__Supplied material__

________________________

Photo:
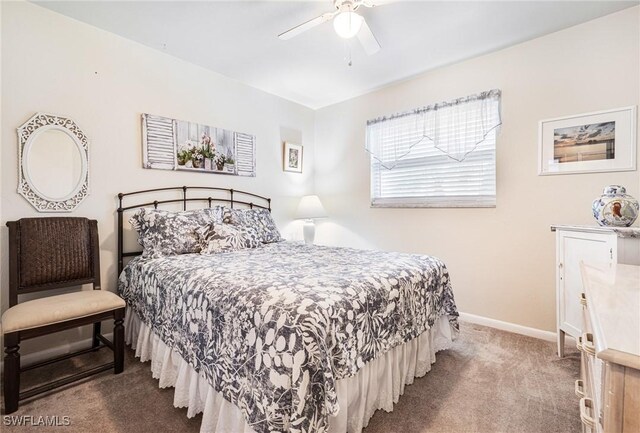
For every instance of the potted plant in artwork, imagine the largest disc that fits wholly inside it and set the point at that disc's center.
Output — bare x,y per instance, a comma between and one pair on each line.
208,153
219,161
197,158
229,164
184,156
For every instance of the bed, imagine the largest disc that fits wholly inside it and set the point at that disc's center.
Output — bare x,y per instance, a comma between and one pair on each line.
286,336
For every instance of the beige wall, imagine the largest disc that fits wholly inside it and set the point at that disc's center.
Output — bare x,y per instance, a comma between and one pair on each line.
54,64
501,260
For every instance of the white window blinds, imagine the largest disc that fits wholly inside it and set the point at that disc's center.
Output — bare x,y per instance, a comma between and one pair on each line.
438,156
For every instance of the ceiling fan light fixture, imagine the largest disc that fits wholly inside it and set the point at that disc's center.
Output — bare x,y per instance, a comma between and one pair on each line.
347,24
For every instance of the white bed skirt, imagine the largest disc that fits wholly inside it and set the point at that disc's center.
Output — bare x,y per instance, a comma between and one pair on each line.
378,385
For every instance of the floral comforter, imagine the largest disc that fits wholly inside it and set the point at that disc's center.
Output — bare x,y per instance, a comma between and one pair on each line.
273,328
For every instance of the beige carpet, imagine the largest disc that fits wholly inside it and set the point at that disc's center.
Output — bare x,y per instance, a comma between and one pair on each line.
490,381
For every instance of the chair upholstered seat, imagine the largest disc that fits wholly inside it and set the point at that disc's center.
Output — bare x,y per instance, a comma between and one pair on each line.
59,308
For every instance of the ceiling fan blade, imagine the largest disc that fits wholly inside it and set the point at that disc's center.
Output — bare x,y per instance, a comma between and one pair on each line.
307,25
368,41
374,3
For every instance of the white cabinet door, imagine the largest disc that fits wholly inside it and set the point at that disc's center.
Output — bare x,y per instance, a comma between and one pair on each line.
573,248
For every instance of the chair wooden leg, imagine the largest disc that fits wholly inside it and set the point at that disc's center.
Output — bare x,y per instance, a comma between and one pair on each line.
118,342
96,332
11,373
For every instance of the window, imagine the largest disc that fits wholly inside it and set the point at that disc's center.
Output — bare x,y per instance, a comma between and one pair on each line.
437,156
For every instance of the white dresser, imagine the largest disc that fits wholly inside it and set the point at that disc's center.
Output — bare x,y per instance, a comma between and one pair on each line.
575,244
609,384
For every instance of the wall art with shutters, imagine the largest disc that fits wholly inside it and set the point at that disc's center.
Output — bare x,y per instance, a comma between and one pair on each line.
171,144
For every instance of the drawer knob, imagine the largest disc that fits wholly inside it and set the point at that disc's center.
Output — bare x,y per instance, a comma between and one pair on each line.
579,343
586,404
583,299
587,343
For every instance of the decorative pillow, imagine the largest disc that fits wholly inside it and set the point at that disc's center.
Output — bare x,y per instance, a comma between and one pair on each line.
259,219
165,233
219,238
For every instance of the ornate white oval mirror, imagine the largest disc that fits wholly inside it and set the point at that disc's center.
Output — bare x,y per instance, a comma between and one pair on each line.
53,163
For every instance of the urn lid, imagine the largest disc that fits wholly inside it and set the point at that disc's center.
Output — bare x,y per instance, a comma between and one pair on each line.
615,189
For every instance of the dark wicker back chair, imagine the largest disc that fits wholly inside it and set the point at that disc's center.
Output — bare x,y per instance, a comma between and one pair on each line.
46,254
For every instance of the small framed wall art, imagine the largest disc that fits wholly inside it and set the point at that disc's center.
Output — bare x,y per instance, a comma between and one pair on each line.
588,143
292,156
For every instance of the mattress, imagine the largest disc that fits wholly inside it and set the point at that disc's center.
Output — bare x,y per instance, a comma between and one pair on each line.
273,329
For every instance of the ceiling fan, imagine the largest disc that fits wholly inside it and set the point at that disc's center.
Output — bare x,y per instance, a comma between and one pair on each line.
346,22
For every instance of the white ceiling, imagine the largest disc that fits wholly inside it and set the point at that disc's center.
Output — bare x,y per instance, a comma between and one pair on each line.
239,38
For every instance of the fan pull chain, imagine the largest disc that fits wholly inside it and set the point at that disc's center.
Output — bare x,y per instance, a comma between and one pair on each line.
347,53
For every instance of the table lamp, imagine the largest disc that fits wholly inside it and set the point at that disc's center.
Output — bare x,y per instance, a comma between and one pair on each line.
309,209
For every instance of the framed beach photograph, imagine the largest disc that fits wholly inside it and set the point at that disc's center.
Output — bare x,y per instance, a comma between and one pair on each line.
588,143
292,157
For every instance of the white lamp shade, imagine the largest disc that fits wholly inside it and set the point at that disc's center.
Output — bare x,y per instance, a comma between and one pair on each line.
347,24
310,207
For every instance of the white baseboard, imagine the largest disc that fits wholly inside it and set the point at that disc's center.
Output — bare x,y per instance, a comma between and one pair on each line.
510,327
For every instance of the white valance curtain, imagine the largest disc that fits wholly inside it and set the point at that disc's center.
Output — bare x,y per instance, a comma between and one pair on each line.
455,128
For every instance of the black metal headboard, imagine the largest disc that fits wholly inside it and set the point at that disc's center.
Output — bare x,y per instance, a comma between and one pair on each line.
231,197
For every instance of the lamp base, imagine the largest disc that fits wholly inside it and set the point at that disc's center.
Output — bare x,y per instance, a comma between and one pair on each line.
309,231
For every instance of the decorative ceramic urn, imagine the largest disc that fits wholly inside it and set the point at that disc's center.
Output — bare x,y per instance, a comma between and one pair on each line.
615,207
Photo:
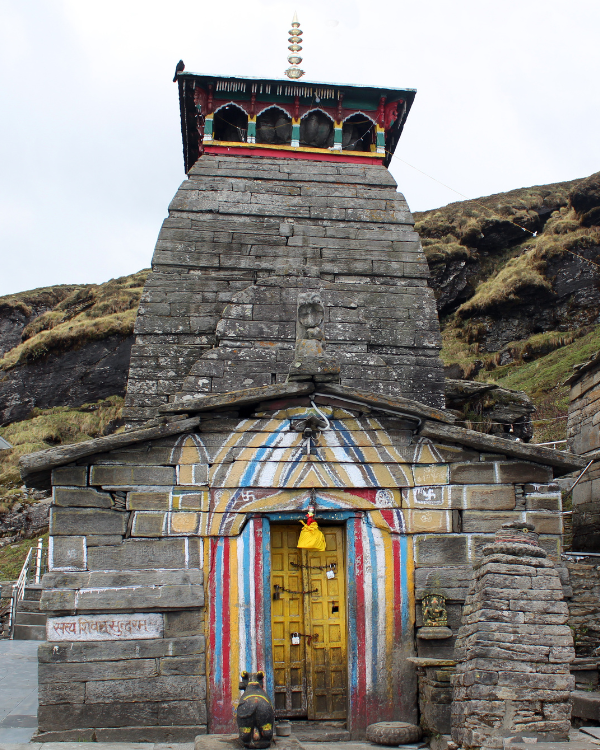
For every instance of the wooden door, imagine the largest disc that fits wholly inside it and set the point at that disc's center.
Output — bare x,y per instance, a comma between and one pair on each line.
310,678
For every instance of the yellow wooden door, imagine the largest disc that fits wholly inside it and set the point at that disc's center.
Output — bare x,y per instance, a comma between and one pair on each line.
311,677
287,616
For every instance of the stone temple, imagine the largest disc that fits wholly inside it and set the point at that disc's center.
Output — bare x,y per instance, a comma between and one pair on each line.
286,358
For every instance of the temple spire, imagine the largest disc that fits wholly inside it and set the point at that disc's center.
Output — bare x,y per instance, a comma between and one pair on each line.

________________________

__What the task requires__
Exclude all images and restate the records above word for word.

__Final result__
Photo:
For every instance of the potted plant in artwork, imagine the largest disc that fits wholly inside it and set the point at that disc's center.
Output — bare x,y per instance, a comma between and one pair on each line.
208,153
219,161
197,158
229,164
184,156
For every instance of the bed, imagine the largest disc that fits wholly inside it and set the point at that disc's center.
Output — bare x,y per instance, a comma between and one pair on each line.
286,336
For every instance of the beige wall, imagine the largest disc that fits wholly inside it and set the point at that disc's center.
Output — bare x,y per instance, a comma between and one pair on each line.
54,64
501,260
For every instance of the white window blinds, imagine the largest disc that fits wholly inside it and set the point at that disc's center.
Output — bare x,y per instance, a comma between and one pair on each line.
438,156
For every instance of the ceiling fan light fixture, imagine the largest disc that fits wholly inside it and set the point at that disc's center.
Output — bare x,y per instance, a comma between and one pair on each line.
347,24
For every instance of the white bed skirt, imagine the largest disc that fits wholly inside it and set the point at that disc's center.
Output — bare x,y per instance, a comma between and one pair on each line.
378,385
For every instance of the floral comforter, imagine the largest disc that fits wholly inside it and set the point at that disc's center.
Output — bare x,y per instance, a comma between and one pair on each line.
273,328
For every instance of the beige carpet, imagine the largest disc that fits wholly inside it and set the point at that disc's center.
Output — bare x,y per instance, a comma between and one pair on each line.
490,381
For every instance of the chair upholstered seat, imagine the largest disc that fits wholly inside it and set the point at that disc's center.
Output — bare x,y per instance, a comma between and one pair on each line.
59,308
For every instance of the ceiling fan blade, imagine the largest disc that fits wholly inside it and set the point at that disc's center.
Output — bare x,y per instance, a comma between and one pair on each line.
307,25
368,41
374,3
For every instance of the white cabinet door, imagine the largest disc that fits wholly inside it and set the point at that disc's center.
Output — bare x,y per instance, a comma between and one pair on each line.
573,248
For every instance of the chair wooden leg, imagine the largest disc that fits wholly inside it and set the point at that disc's center.
Output — bare x,y per instance, a comma between and one pair on each line.
118,342
96,332
11,373
For every instance of the window, imagine the largest disc that fits wholly inside it and set the point at that disc's center.
Output — bare x,y per instance, a comma between and one pair on each line.
437,156
For every instance of the white dresser, imagine the largest disc that fits wholly inside it and set the point at that disc's center.
Output — bare x,y per instance, a comma between and one pair on each line.
575,244
609,384
For every instance of the wall art with shutters, imagine the largest disc that fits wholly inside it and set the point at that disc's center.
Output — bare x,y per instance, a comma between and one pair on each line.
171,144
For every instance of the drawer knob, imagine the largest disc that fits wholly inside it and set the point at that disc's center.
Output — bare x,y per instance, a comma between and one pair on each line.
579,343
586,404
583,299
587,343
For every instance of the decorative pillow, imagine the largest disc that fits wholly inside it and set the point at that disc's center.
Output — bare x,y per instance, a comma between and one pair on each line.
259,219
165,233
219,238
For every instance of the ornate white oval mirror, imagine the largest disc that fits wholly inside it and set the point at that disc's center.
Output — bare x,y per instance, a comma between and one pair on each line.
53,163
For every instance of the urn lid, imagine the largest disc that fits wholly inside it and set the point at that disc's center.
Output — bare x,y per instance, a comma between and one pair on each line.
615,189
For every instance of the dark wicker back chair, imagine the largest disc that fits wholly inside it and set the point at that disc's center.
Output — bare x,y per instance, a comma between and one pair on each line.
46,254
For every instance of the small framed wall art, imagine the largest disc that fits wholly inside it and set the point at that disc's center.
Output — bare x,y per instance, a comma between and one pair on each line.
588,143
292,156
For every instance of the mattress, imagine the largest disc that fits wholly inside it and set the point at that disc's center.
Output — bare x,y per instance, a comma between and one pair on each line.
273,329
For every instance of the ceiling fan, imagine the largest disc that fits wholly inside it and set the point at that disc's center.
Output — bare x,y per instance, a comma between and one pair on each line.
346,22
For every instance of the white ceiling, imagine the largest disc that fits wholly inside it and set the point at that disc's center.
Output — bare x,y per instance, a comma between and one pair on each line.
239,38
For every instance of the fan pull chain, imagine the largest disc that fits wholly inside it and set the point at that disc's center.
Output — bare x,y per instance, a comma between and one pair on each line.
347,53
For every instance of the table lamp, imagine the largest disc that fits wholly inside it and set the point at that disc's center.
Output — bare x,y per instance, a comma between and one pair on each line.
309,209
For every instance of the framed beach photograph, imagine the largest disc that fits wholly inside it and set the point at that disc's center.
Output — bare x,y per instance, a comma between and one pair on each line.
588,143
292,157
For every instance of the white lamp shade, imagine the largest disc that fits wholly inside it and set the point at that disc's center.
Output — bare x,y per instance, a comma between and one pair on each line.
347,24
310,207
For every instance of the white baseboard, imagine the largest disc that fits wholly inside it and set the point at that disc's center.
Output — bare x,y per instance, a comma between and one pair on each line.
510,327
For every instance of the white valance curtain, imagine the largest disc that fits wholly inside it and set the point at that disc's center.
Output — bare x,y per instance, a comma between and one pair on each line.
455,128
For every instance of the black metal headboard, imagine the largest disc that fits wholly inside it and set the point at that disc's center.
Output — bare x,y per instance, a comma between and one pair on each line.
231,197
For every instance of the lamp base, imagine the largest disc that fits wholly inside it and set the point at that disc's center.
Output — bare x,y per instance, a comma between and one pair on each line.
309,231
For every instance of the decorative ceramic urn, imagine the largest disc that fits wholly inside it and set the point at that disc's center.
Output — bare x,y per instance, a comma between and one pair on each line.
615,207
Photo:
For every instance of the wooden door, imagine the largest disc that fits wholly inside it and set the point at that disc's center.
Output — bare x,y per instance, a comma between and one pair on each line.
310,678
For every instance of the yellow wooden door, imagine the largest disc that fits wholly inside it and set the point at that disc's center.
Output — bare x,y per instance, a comma between and one pair on each line.
311,677
287,616
For every instance of the stone temple, imagine the largest disc that fits wholly inside it and set the point at that disc's center.
Output — bare x,y per instance, a comma between and one pair on each line.
286,358
For every instance of the temple spire, imagine the largest disc that fits wholly inside it and set the point at that disc's center.
Output — bare x,y per instance, a comma between and one pair on each line.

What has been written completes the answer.